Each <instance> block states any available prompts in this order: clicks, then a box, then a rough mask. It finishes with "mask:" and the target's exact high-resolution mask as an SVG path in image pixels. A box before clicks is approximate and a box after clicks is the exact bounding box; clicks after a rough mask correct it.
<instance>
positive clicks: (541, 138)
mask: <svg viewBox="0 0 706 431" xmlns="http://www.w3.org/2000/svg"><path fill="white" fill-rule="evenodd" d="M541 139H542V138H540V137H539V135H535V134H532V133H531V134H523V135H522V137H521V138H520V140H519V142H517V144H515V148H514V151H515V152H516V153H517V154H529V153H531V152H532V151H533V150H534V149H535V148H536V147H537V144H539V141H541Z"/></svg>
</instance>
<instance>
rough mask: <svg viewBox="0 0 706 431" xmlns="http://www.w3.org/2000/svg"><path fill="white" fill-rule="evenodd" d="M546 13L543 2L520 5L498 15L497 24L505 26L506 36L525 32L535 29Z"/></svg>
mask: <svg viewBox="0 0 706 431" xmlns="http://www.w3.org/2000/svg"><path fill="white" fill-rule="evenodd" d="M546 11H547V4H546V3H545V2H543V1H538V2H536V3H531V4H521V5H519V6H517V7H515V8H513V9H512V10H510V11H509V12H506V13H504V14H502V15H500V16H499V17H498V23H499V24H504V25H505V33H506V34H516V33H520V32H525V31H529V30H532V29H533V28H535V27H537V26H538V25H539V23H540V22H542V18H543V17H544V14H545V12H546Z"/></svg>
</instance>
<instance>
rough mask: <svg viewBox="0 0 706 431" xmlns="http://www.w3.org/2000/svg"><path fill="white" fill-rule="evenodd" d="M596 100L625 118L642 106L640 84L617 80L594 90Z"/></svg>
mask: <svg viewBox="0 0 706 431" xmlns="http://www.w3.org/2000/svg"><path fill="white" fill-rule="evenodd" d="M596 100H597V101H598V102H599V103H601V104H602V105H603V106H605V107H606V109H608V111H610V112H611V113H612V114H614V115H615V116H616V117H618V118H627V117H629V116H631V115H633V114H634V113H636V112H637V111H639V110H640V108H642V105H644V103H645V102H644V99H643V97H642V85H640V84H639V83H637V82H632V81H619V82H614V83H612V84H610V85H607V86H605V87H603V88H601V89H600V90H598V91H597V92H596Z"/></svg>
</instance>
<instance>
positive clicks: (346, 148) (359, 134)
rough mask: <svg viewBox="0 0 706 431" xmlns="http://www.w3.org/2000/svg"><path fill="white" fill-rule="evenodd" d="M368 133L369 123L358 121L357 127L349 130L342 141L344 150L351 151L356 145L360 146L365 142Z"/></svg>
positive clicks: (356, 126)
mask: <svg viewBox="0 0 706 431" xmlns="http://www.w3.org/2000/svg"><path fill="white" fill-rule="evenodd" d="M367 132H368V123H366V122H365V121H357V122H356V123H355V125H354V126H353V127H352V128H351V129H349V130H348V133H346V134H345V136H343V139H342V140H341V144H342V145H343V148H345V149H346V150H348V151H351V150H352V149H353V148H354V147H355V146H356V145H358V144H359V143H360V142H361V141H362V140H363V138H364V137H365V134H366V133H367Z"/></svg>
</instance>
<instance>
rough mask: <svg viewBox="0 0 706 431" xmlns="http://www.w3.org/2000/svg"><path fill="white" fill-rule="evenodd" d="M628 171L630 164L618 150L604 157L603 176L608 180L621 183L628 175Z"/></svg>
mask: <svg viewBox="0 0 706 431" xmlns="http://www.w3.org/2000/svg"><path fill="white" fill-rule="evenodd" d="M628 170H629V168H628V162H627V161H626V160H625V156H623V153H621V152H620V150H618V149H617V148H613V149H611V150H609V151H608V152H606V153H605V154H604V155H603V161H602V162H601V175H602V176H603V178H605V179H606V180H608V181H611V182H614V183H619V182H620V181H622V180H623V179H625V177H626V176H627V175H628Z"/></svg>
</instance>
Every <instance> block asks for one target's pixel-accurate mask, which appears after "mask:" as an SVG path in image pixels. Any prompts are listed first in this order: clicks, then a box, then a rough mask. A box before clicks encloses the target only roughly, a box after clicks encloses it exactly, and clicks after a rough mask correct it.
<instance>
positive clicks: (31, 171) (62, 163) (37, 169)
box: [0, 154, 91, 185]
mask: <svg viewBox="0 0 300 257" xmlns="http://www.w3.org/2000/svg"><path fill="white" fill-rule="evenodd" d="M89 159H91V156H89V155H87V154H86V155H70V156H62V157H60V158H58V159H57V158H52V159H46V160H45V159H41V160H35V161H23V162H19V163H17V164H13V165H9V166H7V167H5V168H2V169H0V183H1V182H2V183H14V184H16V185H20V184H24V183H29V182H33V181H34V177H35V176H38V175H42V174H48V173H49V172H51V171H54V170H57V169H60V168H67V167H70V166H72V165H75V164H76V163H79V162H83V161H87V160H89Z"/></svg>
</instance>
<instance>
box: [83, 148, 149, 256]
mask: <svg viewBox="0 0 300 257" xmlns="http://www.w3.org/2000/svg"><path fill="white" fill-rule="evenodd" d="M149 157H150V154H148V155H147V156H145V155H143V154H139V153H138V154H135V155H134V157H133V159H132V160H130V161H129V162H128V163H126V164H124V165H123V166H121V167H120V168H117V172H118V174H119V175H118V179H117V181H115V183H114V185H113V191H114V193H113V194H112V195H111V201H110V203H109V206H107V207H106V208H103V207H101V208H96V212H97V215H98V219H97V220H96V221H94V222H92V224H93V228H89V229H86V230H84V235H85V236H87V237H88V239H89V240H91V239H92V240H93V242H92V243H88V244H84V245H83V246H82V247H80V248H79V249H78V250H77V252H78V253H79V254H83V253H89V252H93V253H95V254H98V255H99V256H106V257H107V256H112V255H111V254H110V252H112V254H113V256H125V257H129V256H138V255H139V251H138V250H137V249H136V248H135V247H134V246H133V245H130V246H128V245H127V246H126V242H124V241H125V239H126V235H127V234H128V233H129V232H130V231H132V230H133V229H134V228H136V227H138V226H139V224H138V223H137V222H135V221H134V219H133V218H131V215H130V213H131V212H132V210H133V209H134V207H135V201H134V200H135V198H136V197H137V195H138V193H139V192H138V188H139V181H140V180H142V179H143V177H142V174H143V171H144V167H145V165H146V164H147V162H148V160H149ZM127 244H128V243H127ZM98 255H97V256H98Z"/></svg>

Exercise brief
Please rewrite the records as a numbered list, starting at the very beginning and ending at the line containing "positive clicks: (541, 138)". Leave out any blank lines.

Answer section
1. Each <instance> block states any available prompts in this order: clicks, then a box, then a rough mask. It finishes with "mask:" and the target's exact high-resolution mask as an SVG path in image pixels. A box before clicks is approximate and a box after clicks is the exact bounding box; clicks after a rough mask correct it.
2. <instance>
3. positive clicks: (541, 138)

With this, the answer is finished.